### Requirements
Rewrite the stretch of material from the line containing "the **wood grain texture**?" through the line containing "364 591 L 413" as a numbered list, one line per item and blank lines omitted.

### Exercise input
========================================================================
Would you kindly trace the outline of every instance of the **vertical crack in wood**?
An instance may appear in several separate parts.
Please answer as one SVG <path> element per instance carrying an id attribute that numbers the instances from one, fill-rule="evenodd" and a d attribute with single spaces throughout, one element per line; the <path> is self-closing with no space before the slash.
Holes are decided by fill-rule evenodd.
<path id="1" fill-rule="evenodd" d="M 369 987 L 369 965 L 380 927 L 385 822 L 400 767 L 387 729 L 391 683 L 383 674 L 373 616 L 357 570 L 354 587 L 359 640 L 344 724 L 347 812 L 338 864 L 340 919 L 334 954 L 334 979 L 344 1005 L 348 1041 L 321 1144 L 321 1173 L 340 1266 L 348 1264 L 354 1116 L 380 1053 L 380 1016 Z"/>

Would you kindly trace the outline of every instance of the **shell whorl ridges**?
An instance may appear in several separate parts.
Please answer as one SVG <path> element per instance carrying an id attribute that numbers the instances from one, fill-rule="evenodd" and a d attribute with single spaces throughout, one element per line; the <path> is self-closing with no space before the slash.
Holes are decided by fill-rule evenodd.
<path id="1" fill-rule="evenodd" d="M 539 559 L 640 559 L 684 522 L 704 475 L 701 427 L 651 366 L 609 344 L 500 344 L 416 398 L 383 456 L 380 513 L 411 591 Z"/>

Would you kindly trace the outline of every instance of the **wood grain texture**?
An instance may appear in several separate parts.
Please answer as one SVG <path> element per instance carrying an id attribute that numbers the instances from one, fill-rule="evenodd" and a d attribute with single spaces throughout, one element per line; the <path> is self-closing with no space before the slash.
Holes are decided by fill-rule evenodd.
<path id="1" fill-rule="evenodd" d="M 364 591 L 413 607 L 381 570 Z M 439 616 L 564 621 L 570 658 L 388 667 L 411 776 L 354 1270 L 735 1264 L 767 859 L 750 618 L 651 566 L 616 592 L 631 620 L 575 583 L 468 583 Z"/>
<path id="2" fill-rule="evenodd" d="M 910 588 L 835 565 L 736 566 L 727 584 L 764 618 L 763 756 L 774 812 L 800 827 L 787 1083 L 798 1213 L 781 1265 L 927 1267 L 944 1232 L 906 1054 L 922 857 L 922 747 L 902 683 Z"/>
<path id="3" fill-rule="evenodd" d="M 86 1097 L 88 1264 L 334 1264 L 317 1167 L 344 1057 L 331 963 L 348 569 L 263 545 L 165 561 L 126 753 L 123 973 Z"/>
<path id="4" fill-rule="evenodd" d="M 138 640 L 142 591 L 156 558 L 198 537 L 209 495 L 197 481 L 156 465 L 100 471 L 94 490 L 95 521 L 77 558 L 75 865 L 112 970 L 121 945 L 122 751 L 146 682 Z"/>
========================================================================
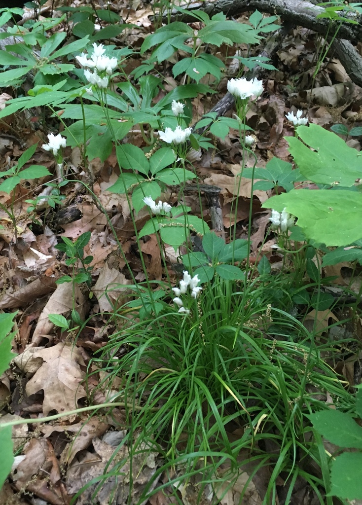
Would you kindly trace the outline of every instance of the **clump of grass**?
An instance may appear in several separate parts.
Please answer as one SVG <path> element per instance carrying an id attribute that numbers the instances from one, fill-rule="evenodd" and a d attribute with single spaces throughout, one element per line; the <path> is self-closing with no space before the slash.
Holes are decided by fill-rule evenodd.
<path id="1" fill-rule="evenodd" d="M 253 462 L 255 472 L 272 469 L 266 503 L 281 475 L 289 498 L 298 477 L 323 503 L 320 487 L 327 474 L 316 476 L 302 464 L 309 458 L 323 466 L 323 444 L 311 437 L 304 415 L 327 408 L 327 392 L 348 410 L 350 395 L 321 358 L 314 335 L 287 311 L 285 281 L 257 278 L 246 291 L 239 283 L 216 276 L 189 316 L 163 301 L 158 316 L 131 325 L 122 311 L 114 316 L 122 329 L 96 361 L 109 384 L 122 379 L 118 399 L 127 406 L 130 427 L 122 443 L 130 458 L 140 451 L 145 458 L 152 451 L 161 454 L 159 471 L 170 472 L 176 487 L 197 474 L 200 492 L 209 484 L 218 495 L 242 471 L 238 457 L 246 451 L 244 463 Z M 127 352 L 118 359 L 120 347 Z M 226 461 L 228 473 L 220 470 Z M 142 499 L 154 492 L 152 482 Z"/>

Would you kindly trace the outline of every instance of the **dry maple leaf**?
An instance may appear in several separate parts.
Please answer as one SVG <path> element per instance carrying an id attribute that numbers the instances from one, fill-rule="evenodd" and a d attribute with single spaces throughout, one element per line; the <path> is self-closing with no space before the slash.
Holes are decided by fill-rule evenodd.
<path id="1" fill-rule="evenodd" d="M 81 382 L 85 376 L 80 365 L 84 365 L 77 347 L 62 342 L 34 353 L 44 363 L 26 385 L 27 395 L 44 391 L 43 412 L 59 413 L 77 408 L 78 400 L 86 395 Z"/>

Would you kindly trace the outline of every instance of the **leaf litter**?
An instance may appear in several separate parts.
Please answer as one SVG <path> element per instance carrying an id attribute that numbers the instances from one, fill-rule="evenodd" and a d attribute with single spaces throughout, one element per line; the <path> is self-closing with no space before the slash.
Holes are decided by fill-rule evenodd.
========================================================================
### Exercise output
1. Would you kindly trace the outline of every instance of the **wood grain texture**?
2. An instance may appear in several separate parts.
3. Please answer as one SVG <path> element per instance carrying an id attribute that numbers the instances from one, fill-rule="evenodd" and a d attribute with single spaces throughout, one element per line; the <path> is self-closing with no space before the slash.
4. Holes are decided by fill-rule evenodd.
5. <path id="1" fill-rule="evenodd" d="M 364 591 L 413 607 L 381 570 Z M 439 616 L 564 621 L 570 658 L 388 667 L 411 776 L 354 1270 L 735 1264 L 767 859 L 750 618 L 651 566 L 616 592 L 631 620 L 575 583 L 468 583 Z"/>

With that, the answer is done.